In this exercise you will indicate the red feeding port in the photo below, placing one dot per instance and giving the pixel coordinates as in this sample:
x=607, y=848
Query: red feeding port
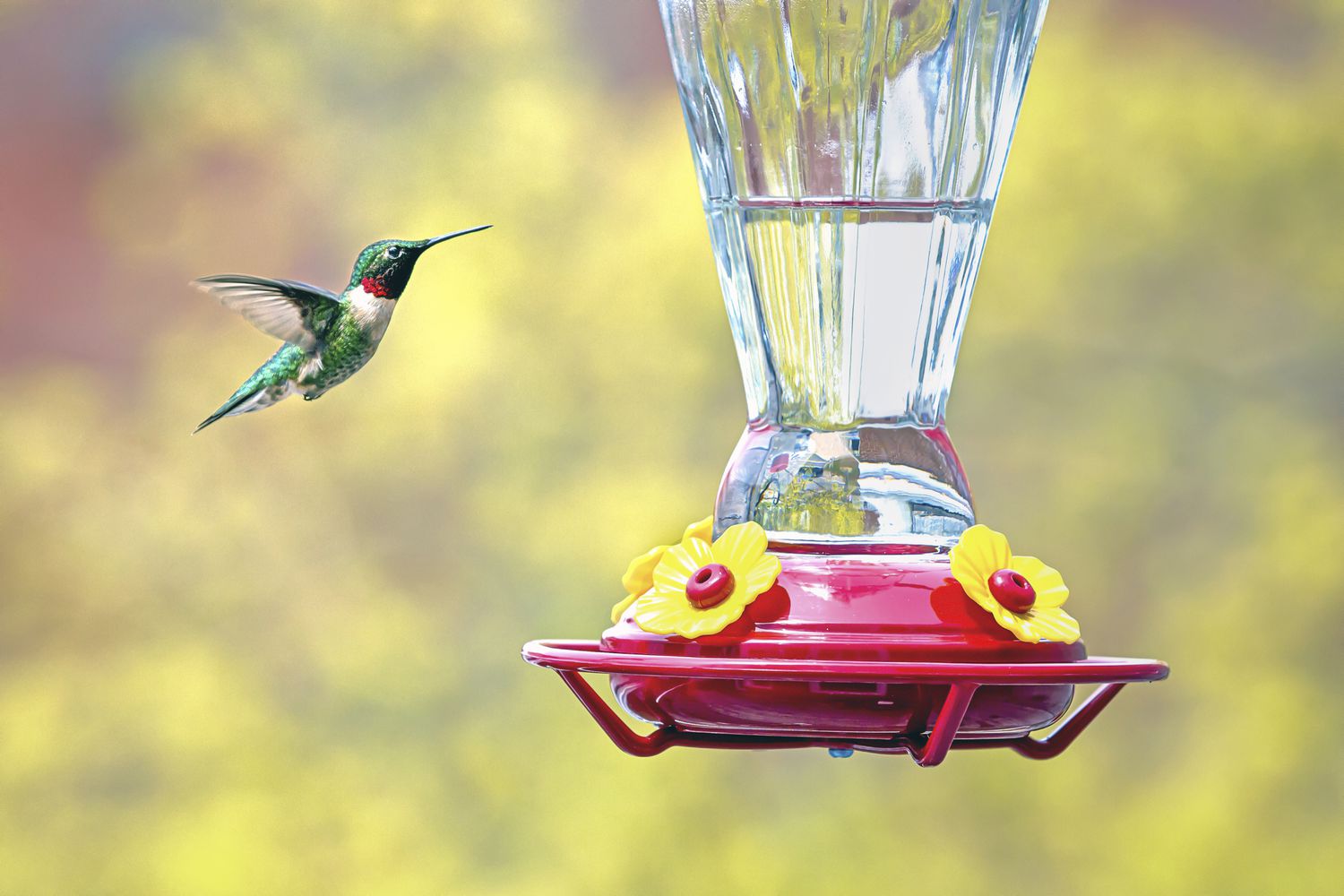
x=882, y=653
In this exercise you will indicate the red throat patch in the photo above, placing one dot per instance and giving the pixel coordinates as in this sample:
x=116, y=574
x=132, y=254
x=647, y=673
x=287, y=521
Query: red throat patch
x=374, y=287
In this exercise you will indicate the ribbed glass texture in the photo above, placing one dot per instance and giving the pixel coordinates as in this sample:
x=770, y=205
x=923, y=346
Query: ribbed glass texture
x=849, y=155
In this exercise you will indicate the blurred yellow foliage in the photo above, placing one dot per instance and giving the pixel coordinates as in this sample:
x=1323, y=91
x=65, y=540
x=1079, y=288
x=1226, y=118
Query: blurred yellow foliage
x=281, y=657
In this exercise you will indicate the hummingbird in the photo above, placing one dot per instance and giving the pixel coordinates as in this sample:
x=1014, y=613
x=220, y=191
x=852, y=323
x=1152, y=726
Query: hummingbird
x=327, y=338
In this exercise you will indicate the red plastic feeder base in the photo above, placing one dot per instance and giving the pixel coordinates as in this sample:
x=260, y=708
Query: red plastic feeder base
x=953, y=686
x=878, y=653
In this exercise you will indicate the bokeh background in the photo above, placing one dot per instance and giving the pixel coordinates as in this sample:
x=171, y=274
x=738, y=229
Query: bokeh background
x=281, y=656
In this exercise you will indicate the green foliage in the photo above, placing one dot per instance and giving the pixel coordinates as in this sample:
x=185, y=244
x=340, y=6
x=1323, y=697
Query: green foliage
x=282, y=656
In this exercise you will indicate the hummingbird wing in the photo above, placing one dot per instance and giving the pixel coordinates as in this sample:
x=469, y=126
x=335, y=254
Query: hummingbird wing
x=287, y=309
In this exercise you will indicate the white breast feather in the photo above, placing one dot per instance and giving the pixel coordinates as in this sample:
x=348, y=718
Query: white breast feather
x=370, y=311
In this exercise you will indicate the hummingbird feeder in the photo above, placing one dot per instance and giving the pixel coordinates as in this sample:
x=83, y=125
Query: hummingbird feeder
x=843, y=595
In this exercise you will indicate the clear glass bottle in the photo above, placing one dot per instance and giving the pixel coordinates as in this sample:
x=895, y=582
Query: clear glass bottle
x=849, y=156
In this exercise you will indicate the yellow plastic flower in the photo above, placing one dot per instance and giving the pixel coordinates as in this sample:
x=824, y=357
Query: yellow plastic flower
x=1023, y=594
x=702, y=589
x=639, y=573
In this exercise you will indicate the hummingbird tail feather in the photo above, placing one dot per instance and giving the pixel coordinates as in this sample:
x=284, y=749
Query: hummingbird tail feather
x=228, y=409
x=271, y=383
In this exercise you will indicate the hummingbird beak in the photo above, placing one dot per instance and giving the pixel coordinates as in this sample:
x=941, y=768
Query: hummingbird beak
x=435, y=241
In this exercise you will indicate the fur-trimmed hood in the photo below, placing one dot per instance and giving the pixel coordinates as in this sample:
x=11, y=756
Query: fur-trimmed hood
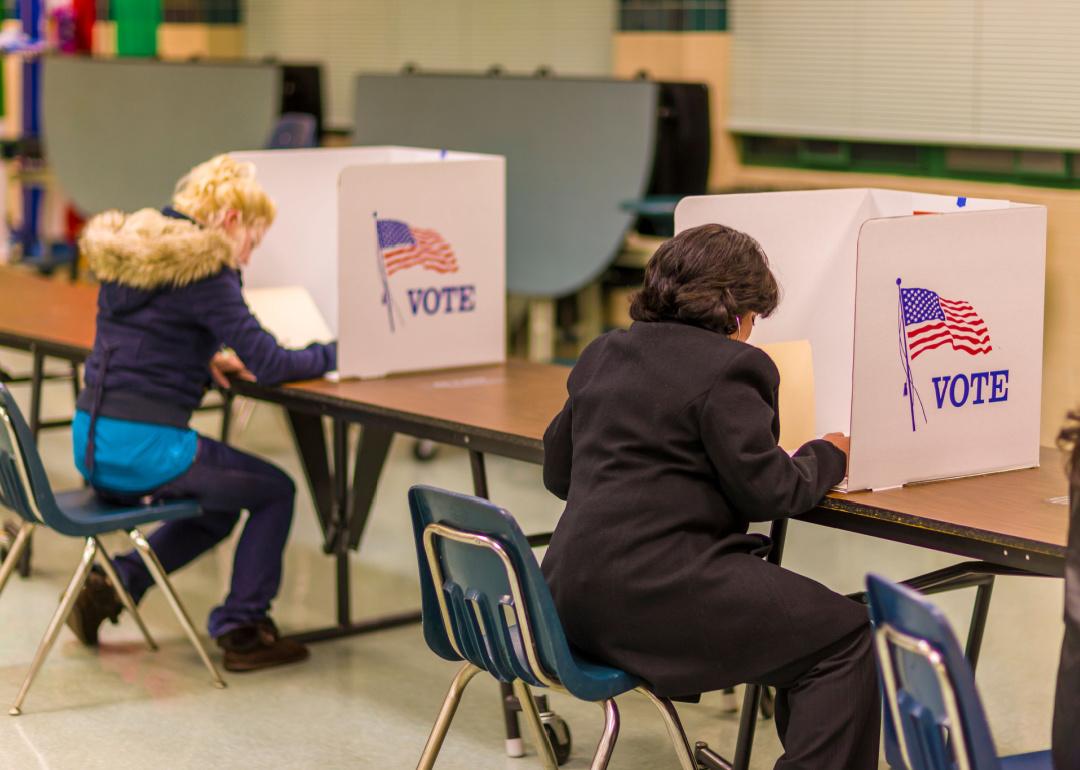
x=149, y=251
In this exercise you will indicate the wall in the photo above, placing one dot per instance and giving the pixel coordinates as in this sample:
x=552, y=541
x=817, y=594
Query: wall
x=571, y=37
x=690, y=56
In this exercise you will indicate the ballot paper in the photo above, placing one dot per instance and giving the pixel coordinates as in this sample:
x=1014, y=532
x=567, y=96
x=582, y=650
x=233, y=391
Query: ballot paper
x=795, y=362
x=289, y=314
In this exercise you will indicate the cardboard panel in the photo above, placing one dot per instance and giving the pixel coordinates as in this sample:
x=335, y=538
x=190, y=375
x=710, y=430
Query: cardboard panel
x=301, y=246
x=948, y=362
x=422, y=266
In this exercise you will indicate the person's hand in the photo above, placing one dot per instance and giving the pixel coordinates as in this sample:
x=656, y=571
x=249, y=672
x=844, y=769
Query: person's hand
x=226, y=363
x=840, y=442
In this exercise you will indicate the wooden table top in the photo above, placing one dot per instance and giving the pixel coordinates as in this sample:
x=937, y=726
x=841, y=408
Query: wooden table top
x=55, y=313
x=1016, y=509
x=511, y=402
x=518, y=399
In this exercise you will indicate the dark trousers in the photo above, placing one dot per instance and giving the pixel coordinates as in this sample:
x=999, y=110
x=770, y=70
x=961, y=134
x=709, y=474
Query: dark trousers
x=828, y=711
x=225, y=482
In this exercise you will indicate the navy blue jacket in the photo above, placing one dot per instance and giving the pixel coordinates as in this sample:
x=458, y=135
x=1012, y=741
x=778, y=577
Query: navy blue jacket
x=157, y=332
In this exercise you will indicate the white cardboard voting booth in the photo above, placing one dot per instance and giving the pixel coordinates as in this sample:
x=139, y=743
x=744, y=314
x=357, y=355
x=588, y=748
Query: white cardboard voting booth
x=925, y=314
x=403, y=251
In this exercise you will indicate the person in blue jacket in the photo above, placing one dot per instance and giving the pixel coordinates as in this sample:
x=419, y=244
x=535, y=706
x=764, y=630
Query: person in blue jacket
x=171, y=316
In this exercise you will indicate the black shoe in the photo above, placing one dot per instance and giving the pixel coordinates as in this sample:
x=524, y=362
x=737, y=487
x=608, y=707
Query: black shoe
x=97, y=602
x=258, y=646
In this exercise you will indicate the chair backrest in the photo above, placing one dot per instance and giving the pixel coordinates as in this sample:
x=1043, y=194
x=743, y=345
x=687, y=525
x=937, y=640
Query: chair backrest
x=934, y=718
x=295, y=131
x=24, y=486
x=484, y=596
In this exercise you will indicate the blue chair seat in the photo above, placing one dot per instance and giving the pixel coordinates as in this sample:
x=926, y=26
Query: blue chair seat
x=1035, y=760
x=595, y=681
x=920, y=662
x=25, y=489
x=89, y=515
x=485, y=602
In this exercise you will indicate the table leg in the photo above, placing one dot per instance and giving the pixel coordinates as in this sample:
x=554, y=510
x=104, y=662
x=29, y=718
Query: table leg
x=76, y=385
x=37, y=380
x=310, y=438
x=370, y=458
x=336, y=500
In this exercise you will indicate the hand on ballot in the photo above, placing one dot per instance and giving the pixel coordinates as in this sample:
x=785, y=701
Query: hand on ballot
x=226, y=363
x=840, y=442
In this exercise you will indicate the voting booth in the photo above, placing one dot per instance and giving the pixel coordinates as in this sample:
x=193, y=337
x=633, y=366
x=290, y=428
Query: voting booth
x=402, y=250
x=925, y=315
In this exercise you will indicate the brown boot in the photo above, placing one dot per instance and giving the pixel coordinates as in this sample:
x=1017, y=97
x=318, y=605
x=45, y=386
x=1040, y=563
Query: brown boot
x=258, y=646
x=96, y=603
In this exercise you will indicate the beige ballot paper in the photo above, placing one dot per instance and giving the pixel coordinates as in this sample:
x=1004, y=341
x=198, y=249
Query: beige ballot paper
x=795, y=362
x=289, y=314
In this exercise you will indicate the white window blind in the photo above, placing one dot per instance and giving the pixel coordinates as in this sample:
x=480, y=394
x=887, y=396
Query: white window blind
x=571, y=37
x=999, y=72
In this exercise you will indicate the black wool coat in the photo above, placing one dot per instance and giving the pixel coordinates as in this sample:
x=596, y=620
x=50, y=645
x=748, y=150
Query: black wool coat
x=665, y=451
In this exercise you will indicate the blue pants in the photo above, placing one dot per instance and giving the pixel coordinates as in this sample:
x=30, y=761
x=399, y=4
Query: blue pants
x=225, y=482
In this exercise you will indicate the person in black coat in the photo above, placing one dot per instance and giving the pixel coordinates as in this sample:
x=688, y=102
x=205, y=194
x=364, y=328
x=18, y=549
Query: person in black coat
x=1067, y=701
x=665, y=451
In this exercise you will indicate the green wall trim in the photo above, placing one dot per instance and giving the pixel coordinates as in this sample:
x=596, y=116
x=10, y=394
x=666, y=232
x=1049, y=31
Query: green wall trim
x=900, y=159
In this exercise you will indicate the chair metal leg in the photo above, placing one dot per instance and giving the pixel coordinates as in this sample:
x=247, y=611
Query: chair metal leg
x=442, y=725
x=67, y=602
x=674, y=728
x=22, y=540
x=536, y=727
x=150, y=558
x=610, y=734
x=125, y=598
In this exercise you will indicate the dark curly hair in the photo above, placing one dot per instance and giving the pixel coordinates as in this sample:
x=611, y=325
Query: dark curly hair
x=1068, y=441
x=707, y=277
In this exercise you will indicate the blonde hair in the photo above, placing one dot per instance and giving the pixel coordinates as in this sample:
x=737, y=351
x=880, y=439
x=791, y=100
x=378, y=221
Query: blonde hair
x=221, y=184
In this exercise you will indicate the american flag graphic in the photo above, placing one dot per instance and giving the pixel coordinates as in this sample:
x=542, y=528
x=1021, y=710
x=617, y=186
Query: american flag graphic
x=404, y=247
x=931, y=321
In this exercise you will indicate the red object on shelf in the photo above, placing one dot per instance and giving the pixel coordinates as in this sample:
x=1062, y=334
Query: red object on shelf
x=72, y=225
x=85, y=14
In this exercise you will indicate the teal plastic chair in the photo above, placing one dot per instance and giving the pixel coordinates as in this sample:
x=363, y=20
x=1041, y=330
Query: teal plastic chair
x=25, y=489
x=485, y=602
x=934, y=718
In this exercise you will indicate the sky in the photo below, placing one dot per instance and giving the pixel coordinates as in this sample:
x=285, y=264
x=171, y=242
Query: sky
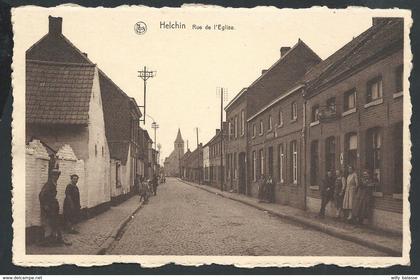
x=190, y=64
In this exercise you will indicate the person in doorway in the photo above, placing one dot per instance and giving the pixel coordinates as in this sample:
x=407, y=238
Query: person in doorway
x=327, y=192
x=351, y=186
x=71, y=206
x=50, y=211
x=339, y=189
x=363, y=198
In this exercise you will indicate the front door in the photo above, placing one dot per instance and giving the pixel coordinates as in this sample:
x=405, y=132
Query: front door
x=242, y=173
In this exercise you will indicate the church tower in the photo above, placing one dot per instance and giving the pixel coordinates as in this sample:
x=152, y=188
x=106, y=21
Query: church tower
x=179, y=145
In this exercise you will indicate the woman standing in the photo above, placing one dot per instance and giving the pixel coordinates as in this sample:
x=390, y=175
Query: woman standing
x=351, y=186
x=363, y=199
x=339, y=189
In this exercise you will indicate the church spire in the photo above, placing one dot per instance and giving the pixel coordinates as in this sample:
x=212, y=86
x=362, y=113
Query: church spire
x=179, y=137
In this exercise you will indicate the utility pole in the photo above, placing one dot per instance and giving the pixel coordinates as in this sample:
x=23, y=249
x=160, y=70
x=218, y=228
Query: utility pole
x=145, y=75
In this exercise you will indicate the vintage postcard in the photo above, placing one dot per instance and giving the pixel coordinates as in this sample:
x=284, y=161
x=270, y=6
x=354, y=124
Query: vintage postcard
x=201, y=134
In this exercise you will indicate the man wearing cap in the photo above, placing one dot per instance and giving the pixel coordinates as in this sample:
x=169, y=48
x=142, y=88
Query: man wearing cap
x=71, y=207
x=50, y=210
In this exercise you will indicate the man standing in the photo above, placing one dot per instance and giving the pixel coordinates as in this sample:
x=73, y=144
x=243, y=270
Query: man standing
x=50, y=209
x=327, y=192
x=71, y=207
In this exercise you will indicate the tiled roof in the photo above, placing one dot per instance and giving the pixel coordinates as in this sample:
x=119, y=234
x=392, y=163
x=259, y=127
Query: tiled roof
x=373, y=42
x=119, y=150
x=58, y=93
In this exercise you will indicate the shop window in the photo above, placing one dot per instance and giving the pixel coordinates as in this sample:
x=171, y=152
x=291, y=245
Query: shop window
x=399, y=78
x=294, y=163
x=350, y=100
x=330, y=154
x=314, y=179
x=281, y=163
x=294, y=111
x=315, y=113
x=280, y=118
x=374, y=89
x=373, y=154
x=351, y=149
x=398, y=157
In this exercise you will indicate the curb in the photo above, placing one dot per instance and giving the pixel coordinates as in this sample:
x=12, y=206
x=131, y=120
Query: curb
x=314, y=225
x=116, y=231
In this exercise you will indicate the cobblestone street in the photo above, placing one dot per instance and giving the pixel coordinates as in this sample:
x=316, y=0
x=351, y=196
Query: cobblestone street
x=184, y=220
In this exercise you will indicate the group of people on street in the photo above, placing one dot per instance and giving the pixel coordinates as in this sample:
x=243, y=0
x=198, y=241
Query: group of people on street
x=351, y=197
x=147, y=187
x=50, y=209
x=266, y=189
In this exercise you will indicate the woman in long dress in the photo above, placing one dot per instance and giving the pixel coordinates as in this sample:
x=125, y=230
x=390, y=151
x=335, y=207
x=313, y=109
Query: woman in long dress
x=351, y=186
x=363, y=198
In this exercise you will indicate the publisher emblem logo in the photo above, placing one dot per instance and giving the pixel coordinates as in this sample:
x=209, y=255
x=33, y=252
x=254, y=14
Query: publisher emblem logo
x=140, y=28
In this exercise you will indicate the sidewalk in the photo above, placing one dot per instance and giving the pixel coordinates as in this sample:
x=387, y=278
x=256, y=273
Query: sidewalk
x=95, y=234
x=378, y=240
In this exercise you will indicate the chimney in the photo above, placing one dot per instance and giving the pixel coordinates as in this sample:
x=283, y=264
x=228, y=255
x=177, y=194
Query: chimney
x=380, y=20
x=284, y=50
x=55, y=25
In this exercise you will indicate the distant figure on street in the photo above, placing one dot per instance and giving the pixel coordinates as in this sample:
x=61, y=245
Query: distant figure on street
x=339, y=189
x=363, y=198
x=71, y=206
x=50, y=210
x=327, y=192
x=351, y=186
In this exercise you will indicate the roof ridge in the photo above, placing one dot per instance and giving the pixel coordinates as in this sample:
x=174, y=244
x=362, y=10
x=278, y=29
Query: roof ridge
x=48, y=62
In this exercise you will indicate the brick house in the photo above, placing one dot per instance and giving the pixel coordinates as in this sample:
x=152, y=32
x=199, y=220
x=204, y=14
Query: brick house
x=354, y=109
x=215, y=156
x=236, y=143
x=64, y=107
x=275, y=123
x=119, y=112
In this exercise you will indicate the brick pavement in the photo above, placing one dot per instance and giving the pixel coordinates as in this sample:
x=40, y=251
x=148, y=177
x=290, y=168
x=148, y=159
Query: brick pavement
x=389, y=243
x=94, y=233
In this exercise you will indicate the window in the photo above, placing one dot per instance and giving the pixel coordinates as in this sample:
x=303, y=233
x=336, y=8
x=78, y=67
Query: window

-- TASK STATEMENT --
Quote every line from the line containing "In this exercise you will indicate the distant" through the closing line of the listing, including both.

-- OUTPUT BELOW --
In this exercise you will indicate the distant figure on street in the photo above, placing one dot per instance and giving the pixel coordinates as in this sample:
x=61, y=245
Query: distant figure on street
x=339, y=189
x=363, y=198
x=71, y=206
x=50, y=210
x=327, y=192
x=351, y=186
In this exercise you will indicate the roof ridge in the photo above, placing one dot per instance and giving the pixel coordinates as in this sample:
x=174, y=244
x=362, y=10
x=278, y=29
Query: roof ridge
x=48, y=62
In this exercise you will indicate the brick house in the photo above, placing one dot per instance and giving the pixel coordinates as in this sample:
x=152, y=32
x=199, y=220
x=204, y=14
Query: brick house
x=354, y=109
x=215, y=156
x=236, y=143
x=64, y=107
x=275, y=123
x=119, y=112
In this exercise you will indicate the brick pavement in the photo above, placing one dot per instance and giving the pixel coordinates as in this sample:
x=40, y=251
x=148, y=177
x=290, y=168
x=148, y=159
Query: brick pavement
x=389, y=243
x=94, y=233
In this exercise you will indicate the window in the photo above, placing one dot per instance and giving the pixel coordinates as in this sample:
x=303, y=233
x=336, y=8
x=78, y=67
Query: window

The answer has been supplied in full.